**Stored records:**

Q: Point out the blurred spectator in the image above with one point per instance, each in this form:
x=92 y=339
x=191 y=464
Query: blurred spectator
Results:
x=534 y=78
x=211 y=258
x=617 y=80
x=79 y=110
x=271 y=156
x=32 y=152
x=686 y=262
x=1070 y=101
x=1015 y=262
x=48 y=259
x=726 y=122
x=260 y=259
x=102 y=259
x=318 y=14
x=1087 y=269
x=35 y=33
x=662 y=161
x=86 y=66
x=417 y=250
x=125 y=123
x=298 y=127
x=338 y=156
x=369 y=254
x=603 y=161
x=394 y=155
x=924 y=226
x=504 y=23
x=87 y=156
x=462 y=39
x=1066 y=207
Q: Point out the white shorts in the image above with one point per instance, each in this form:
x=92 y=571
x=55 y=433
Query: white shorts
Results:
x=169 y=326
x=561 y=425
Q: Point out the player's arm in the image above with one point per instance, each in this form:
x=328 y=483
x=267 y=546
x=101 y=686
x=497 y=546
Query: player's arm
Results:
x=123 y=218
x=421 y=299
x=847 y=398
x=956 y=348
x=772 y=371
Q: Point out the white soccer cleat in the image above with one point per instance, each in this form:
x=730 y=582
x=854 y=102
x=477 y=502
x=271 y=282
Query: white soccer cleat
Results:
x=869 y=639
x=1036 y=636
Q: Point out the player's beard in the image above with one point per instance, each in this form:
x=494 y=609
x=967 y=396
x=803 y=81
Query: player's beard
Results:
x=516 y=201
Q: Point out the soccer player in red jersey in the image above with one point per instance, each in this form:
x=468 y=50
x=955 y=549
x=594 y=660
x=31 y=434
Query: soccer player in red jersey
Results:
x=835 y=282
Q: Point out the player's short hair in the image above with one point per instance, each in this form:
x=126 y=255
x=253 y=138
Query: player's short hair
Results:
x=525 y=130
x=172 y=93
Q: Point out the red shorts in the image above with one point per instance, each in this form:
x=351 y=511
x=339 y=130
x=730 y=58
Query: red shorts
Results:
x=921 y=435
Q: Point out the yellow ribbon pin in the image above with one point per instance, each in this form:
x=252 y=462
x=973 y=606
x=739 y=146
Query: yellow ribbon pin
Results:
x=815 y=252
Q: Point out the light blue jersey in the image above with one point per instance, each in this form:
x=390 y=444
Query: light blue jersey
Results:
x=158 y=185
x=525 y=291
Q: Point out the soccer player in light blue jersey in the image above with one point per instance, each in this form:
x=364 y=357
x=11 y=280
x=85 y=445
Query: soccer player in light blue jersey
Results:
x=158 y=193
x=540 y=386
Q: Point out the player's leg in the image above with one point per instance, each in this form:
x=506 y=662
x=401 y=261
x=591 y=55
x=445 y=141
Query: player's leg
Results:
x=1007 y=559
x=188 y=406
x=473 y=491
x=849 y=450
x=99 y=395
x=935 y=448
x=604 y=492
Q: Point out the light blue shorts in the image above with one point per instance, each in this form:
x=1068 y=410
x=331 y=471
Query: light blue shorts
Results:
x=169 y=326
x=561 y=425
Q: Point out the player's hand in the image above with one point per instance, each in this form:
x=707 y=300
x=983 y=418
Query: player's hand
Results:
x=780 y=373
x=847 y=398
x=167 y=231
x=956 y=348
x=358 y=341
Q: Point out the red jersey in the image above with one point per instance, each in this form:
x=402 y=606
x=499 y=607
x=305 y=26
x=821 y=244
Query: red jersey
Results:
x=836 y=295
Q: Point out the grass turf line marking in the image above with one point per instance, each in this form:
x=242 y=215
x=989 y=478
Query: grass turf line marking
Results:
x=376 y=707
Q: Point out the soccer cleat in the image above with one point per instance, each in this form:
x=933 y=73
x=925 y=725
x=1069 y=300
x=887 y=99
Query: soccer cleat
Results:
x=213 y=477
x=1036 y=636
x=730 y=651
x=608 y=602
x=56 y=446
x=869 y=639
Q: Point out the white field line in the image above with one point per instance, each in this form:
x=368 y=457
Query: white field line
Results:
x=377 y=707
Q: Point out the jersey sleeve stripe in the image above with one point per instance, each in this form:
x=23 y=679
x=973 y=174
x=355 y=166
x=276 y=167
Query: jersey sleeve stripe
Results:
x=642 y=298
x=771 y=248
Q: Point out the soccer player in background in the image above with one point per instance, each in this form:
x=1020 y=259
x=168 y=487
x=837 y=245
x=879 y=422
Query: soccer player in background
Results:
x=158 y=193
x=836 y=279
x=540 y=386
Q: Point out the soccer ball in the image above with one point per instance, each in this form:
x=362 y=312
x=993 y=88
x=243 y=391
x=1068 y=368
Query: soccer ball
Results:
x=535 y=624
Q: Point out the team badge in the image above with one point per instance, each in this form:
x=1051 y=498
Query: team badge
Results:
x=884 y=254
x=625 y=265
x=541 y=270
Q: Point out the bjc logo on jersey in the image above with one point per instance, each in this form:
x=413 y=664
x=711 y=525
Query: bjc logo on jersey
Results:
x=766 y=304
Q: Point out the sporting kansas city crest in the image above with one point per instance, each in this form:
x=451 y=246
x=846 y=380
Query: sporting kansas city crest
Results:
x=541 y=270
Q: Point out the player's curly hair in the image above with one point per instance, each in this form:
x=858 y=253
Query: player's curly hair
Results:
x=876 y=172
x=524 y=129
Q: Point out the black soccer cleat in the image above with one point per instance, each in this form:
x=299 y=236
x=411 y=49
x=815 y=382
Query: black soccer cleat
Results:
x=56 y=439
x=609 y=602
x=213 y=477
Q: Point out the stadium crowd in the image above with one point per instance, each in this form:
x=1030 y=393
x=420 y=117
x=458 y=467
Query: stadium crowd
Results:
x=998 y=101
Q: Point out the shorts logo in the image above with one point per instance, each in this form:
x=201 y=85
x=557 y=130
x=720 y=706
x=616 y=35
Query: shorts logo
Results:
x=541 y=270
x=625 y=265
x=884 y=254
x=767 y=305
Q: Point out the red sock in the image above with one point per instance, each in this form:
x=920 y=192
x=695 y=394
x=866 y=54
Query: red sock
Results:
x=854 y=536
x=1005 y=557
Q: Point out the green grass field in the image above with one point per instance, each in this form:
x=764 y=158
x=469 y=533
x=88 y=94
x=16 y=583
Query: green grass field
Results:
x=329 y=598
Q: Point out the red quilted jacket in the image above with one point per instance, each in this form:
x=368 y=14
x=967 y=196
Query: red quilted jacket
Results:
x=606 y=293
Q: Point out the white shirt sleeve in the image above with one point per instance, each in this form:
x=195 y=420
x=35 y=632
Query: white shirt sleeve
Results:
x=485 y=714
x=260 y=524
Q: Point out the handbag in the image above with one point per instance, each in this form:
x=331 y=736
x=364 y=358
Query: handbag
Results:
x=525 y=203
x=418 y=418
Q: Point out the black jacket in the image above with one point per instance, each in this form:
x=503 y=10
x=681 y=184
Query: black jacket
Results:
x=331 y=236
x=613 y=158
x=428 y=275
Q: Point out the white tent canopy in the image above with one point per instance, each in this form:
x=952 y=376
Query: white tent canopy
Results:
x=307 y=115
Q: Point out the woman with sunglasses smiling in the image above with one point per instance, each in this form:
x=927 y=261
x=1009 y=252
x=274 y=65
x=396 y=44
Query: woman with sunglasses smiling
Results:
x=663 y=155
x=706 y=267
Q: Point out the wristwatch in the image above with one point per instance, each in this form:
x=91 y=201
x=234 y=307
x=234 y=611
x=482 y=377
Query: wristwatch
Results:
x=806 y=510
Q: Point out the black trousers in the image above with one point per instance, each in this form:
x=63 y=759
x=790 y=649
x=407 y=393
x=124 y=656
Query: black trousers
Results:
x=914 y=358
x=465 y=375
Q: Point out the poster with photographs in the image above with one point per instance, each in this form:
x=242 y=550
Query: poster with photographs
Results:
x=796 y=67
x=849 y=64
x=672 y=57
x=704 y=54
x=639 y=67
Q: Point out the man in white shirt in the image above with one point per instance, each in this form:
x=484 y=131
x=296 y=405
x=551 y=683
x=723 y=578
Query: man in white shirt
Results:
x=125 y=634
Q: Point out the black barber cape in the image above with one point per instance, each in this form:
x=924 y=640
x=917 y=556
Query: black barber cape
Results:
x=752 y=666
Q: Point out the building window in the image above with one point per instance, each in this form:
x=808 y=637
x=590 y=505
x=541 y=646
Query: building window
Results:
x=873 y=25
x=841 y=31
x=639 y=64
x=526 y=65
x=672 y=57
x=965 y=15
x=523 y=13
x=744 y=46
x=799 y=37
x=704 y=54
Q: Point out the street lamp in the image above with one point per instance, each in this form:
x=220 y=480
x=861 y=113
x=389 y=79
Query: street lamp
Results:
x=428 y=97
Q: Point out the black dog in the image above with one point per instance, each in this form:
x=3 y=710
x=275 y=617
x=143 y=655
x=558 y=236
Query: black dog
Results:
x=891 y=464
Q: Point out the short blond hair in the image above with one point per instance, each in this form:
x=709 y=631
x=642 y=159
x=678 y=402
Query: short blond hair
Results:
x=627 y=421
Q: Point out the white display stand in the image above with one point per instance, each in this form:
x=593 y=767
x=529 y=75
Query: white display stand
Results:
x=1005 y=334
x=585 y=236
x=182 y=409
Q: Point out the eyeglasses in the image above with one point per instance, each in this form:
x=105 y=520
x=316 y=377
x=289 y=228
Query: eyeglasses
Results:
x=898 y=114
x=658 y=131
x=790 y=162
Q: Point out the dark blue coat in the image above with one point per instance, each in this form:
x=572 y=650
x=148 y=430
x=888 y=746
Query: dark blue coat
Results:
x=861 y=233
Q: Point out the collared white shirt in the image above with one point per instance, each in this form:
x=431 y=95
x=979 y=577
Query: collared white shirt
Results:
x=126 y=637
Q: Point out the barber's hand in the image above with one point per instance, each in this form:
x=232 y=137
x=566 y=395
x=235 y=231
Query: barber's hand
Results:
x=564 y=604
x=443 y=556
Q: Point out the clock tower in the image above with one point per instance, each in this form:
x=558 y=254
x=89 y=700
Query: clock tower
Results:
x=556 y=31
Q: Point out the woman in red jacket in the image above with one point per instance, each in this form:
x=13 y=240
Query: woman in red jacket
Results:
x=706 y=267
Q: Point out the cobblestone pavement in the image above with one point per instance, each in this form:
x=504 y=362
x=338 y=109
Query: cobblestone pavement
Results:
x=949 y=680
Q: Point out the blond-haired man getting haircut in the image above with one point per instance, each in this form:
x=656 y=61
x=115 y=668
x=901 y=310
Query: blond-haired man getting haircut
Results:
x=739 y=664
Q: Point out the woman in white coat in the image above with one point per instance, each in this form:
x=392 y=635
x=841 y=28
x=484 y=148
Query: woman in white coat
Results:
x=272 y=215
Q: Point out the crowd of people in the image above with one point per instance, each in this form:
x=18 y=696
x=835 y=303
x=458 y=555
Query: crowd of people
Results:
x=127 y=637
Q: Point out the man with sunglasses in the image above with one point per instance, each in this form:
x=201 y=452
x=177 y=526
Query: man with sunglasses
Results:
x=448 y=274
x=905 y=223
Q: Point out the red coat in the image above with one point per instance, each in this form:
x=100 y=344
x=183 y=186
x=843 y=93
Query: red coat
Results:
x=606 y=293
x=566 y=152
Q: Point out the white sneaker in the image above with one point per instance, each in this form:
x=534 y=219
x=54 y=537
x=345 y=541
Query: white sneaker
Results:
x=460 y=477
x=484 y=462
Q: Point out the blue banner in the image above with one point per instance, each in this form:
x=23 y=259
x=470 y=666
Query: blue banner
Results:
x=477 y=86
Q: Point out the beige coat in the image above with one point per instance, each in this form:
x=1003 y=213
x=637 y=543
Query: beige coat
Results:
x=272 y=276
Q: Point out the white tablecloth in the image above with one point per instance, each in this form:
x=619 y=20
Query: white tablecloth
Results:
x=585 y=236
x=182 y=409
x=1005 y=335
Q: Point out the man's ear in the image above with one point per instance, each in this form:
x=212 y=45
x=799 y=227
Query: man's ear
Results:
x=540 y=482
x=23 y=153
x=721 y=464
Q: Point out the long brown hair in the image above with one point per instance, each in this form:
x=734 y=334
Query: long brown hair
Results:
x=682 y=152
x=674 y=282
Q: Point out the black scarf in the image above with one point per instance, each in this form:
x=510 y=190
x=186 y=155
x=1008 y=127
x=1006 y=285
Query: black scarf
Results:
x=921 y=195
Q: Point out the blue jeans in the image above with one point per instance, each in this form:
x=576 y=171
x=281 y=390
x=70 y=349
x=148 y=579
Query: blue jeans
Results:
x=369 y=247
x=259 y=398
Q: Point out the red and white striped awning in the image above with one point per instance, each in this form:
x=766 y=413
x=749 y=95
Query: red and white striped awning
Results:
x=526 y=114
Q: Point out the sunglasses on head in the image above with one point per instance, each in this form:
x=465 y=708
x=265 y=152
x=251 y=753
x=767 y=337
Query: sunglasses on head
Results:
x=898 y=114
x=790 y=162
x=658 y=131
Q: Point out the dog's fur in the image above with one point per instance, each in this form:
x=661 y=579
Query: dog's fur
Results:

**Short problem:** Convert the items between the line holding "Q: Point out the blue jeans" and the line holding "x=526 y=114", inclusive, into a JSON list of strings with one string per line, leaving out blank lines.

**Completed exercise:**
[
  "Q: Point out the blue jeans in the image above with one point per instance, each in this form:",
  "x=576 y=171",
  "x=281 y=390",
  "x=70 y=349",
  "x=148 y=579",
  "Query: blue jeans",
  "Results:",
  "x=369 y=247",
  "x=259 y=398",
  "Q: Point out the red and white striped awning in the image above with one point per instance, each in this form:",
  "x=766 y=413",
  "x=749 y=95",
  "Query: red and white striped awning",
  "Results:",
  "x=526 y=114"
]